> _PASSAGE FOR REVIEW_
——————————

Dr. Fred Gould, a professor of entomology at North Carolina State University in Raleigh, said: "When you're looking at physiology, it can be pretty obvious if a genetic change affects renal function, or causes blindness. But behavior has seemed more amorphous." The new work, he said, "gives me a lot of hope that we'll be able to make progress in understanding the genomics of behavior."

How far that progress will extend remains to be seen, of course. Dr. Robinson said that while there was an equivalent of the foraging sequence in the DNA of humans and other mammals, "one thing we are not talking about here is the shopping gene."

Dr. Robinson and his colleagues were inspired to examine the foraging gene in bees by recent results from the laboratory of Dr. Marla B. Sokolowski at the University of Toronto. The Canadian team discovered that there were two alleles, or variants, of the foraging gene in fruit flies, one more active than the other. Flies inheriting the active form developed into so-called rovers, flitting about widely in search of food, while those bestowed with the less vigorous forage allele matured into sitters, content to lounge around and eat whatever fruit was in the immediately vicinity.

Bees and flies are separated evolutionarily by 300 million years, yet Dr. Robinson saw the two fly styles as rough analogies for the two stages of being a bee. As nurses responsible for cleaning up the hive and brood care, bees were like sitter flies; when the bees turned to foraging, they became like rover flies.

Isolating the bee version of the foraging gene (and finding only a single variant of it), the Robinson group determined that the gene affects bee behavior, not from the start, as it does with flies, but in stepwise fashion.

For the first two weeks of bee life, the gene is relatively silent. For the second two weeks of its life, the gene is busy indeed, activated with particular vigor in the optic lobes and the so-called mushroom bodies of the bee brain. The mushroom bodies, named for their resemblance to the fungus, are the main centers for processing a multitude of sensory signals, including those involved in sight, balance and orientation — exactly the facilities that a bee must call on in her new responsibilities as breadwinner.

——————————

> _DATA LISTING_
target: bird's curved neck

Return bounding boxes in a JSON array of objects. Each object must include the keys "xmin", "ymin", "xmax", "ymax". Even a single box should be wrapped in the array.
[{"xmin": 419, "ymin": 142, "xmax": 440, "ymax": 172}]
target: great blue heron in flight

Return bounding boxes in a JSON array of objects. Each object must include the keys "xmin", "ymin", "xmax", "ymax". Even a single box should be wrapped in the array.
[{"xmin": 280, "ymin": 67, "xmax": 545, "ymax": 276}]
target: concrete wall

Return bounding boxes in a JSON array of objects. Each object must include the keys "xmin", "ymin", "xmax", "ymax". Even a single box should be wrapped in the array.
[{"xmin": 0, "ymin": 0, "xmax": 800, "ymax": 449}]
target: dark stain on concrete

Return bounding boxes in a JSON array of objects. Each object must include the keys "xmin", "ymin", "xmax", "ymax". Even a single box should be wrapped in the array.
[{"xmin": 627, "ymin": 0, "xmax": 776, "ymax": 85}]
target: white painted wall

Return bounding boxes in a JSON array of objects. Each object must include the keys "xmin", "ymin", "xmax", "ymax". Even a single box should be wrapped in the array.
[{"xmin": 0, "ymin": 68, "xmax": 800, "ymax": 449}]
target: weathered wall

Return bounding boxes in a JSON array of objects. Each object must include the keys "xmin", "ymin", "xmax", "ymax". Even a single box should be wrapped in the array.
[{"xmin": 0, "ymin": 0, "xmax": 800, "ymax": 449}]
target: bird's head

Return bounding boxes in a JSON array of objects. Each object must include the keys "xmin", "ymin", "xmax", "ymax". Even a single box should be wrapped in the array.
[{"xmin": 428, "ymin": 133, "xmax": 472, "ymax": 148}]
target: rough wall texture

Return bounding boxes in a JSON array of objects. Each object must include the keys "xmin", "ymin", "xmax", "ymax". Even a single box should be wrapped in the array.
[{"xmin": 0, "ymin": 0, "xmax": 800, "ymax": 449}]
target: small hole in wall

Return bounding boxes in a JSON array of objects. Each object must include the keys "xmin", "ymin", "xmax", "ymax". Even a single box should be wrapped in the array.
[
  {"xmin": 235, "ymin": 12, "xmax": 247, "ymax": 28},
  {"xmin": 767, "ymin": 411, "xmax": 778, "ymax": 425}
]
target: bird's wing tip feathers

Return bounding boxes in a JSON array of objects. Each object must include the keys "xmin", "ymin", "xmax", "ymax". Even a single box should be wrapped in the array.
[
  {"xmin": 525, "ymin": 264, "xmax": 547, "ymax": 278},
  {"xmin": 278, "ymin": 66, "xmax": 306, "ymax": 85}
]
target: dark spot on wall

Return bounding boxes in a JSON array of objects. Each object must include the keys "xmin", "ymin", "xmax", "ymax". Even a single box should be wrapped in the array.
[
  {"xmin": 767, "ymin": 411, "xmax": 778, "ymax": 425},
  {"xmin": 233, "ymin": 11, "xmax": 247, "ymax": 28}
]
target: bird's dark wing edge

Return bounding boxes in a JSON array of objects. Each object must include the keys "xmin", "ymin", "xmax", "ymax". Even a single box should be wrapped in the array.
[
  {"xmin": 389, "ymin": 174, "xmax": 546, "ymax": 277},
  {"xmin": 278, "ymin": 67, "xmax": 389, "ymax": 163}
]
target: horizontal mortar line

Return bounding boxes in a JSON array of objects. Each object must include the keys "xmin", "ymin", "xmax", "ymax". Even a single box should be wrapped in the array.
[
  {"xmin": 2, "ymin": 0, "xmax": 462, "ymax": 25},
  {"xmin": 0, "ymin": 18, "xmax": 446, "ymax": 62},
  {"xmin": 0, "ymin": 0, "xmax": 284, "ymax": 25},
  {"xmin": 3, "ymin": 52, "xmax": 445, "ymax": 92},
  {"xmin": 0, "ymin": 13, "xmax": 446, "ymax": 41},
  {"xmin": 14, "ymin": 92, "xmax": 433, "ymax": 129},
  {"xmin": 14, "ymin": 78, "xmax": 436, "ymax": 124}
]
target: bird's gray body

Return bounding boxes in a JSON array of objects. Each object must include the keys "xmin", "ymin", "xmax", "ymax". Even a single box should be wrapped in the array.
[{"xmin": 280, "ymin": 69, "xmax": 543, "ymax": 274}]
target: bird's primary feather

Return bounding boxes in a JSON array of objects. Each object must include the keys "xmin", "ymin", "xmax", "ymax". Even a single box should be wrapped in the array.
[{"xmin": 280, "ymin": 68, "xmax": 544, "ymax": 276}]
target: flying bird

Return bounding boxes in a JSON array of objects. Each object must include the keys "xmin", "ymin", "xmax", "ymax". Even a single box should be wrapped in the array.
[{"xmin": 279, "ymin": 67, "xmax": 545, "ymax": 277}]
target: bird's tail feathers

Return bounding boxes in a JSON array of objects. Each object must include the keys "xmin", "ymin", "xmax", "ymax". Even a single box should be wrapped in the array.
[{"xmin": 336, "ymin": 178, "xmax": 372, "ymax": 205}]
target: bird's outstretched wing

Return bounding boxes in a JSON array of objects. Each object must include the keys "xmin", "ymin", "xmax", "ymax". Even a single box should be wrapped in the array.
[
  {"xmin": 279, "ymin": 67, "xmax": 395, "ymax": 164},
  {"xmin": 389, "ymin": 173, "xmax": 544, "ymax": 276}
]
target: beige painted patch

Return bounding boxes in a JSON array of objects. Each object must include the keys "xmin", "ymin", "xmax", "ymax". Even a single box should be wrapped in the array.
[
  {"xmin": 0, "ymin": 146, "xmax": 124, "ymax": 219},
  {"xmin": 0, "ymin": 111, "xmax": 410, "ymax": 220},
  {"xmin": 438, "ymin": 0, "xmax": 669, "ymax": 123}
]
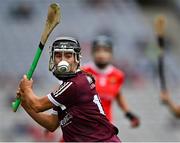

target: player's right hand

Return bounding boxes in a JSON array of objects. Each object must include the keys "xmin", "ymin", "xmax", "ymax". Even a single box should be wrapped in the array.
[{"xmin": 16, "ymin": 88, "xmax": 21, "ymax": 98}]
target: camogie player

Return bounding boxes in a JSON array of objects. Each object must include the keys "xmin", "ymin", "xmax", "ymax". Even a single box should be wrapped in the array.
[
  {"xmin": 17, "ymin": 37, "xmax": 120, "ymax": 142},
  {"xmin": 82, "ymin": 35, "xmax": 140, "ymax": 127}
]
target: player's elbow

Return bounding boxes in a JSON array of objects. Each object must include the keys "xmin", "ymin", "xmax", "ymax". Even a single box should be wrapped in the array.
[
  {"xmin": 48, "ymin": 125, "xmax": 57, "ymax": 132},
  {"xmin": 48, "ymin": 127, "xmax": 56, "ymax": 132},
  {"xmin": 31, "ymin": 104, "xmax": 42, "ymax": 113}
]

——————————

> _TASKS TO PERFORM_
1. Decide whether each statement agrees with the passage on the bee foraging gene. Answer yes or no for each, quoting the deciding words of the passage.
(a) The Canadian team found two variants of the foraging gene in fruit flies.
(b) The Robinson group found two variants of the foraging gene in bees.
(c) In bees, the foraging gene is most active during the first two weeks of life.
2. Resume the passage on the bee foraging gene, starting after its final sentence.
The records above come from a source separate from the passage on the bee foraging gene.

> _RESPONSES IN ORDER_
1.
(a) Yes: "there were two alleles, or variants, of the foraging gene in fruit flies"
(b) No: "finding only a single variant of it"
(c) No: "For the first two weeks of bee life, the gene is relatively silent."

2.
To demonstrate that the upswing in foraging gene activity was not simply a result of the bee's growing older, but instead was linked to the new behavioral demands, the researchers manipulated hive population dynamics. They removed the foragers, leaving only nurses behind. With no bees bringing home the essential ingredients for honey, some of the nurses turned to foraging precociously. And though they were only days old, rather than weeks, their foraging gene had snapped to life.

Similarly, the researchers were able to recruit nurses to the foraging trade early by feeding them a compound that stimulated the foraging gene.

The researchers have a basic idea of how the foraging gene operates. Using its instructions, a cell generates a protein called a protein kinase, which plunks little molecular bundles onto other proteins in the cell, altering their shape and thus their function. Hence, the real question about the foraging gene is, what proteins does its specified protein interact with? And how does all that molecular commotion end up putting the buzz in a bee's bonnet?

One way to begin sorting out the many genetic players in a bee brain, as well as a bee body, Dr. Robinson said, is through a bee genome project, deciphering all the subunits of bee DNA as has been done, more or less, with the human genome.

The National Institutes of Health is now deciding which genomes of which species are worth decoding in their entirety. Among the candidates are chickens, dogs, sea urchins, cows, freshwater turtles and an assortment of nonhuman primates.

Dr. Robinson believes in his bees. "With a honeybee, you get a lot of bang for your buck," he said. "It has a modest-sized genome, yet it has sophisticated behavior, it learns, it's highly social and because it's an insect, there's a possibility we can understand it in great depth."